• **SOURCE**
▬▬▬

# any alternative wax remover?



## Sick-Pow (May 5, 2008)

hot scrape= wax, scrape hot, scrape and brush all of it off.

Dont store boards without wax, the base will "dry out", when exposed to heat.


----------



## tanscrazydaisy (Mar 11, 2013)

Sick-Pow said:


> hot scrape= wax, scrape hot, scrape and brush all of it off.
> 
> Dont store boards without wax, the base will "dry out", when exposed to heat.


I agree with the hot scrape method.

However, the bases drying when exposed to heat... it will take a lot of heat for that to happen, so, I wouldn't be too concerned about that aspect.

To add, after the hot scraping, I would do a nice penetrating hot wax coat with the same warm temperature wax... actually let the wax/base cool completely, slowly. Then scrape, brush, etc.


----------



## hktrdr (Apr 3, 2012)

Sick-Pow said:


> hot scrape= wax, scrape hot, scrape and brush all of it off.
> 
> Dont store boards without wax, the base will "dry out", when exposed to heat.


Agree with the hot scrape.

But how in the world is a piece of plastics going to 'dry out'!?


----------



## Banjo (Jan 29, 2013)

hktrdr said:


> But how in the world is a piece of plastics going to 'dry out'!?

▬▬▬

• **RECORDED INFORMATION**

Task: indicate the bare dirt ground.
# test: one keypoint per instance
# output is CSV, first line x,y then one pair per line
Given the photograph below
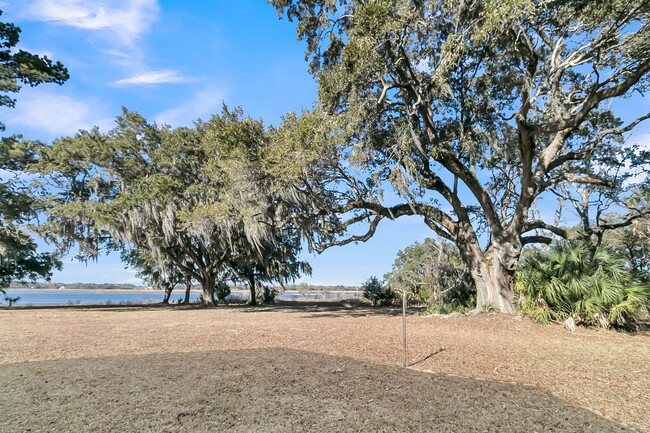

▬▬▬

• **GIVEN TASK 1**
Repeat the part of the wax remover thread starting at "However, the bases" and ending at "(Apr 3, 2012)".
• **GIVEN TASK 2**
Decide whether each statement agrees with the wax remover thread, giving yes or no and quoting the deciding words: (a) tanscrazydaisy agrees with the hot scrape method; (b) Sick-Pow says boards can be stored without wax; (c) tanscrazydaisy says it takes a lot of heat for a base to dry out.
The lines are separate material from the wax remover thread.

• **WRITTEN ANSWER 1**
However, the bases drying when exposed to heat... it will take a lot of heat for that to happen, so, I wouldn't be too concerned about that aspect.

To add, after the hot scraping, I would do a nice penetrating hot wax coat with the same warm temperature wax... actually let the wax/base cool completely, slowly. Then scrape, brush, etc.


----------



## hktrdr (Apr 3, 2012)

• **WRITTEN ANSWER 2**
(a) Yes: "I agree with the hot scrape method."
(b) No: "Dont store boards without wax"
(c) Yes: "it will take a lot of heat for that to happen"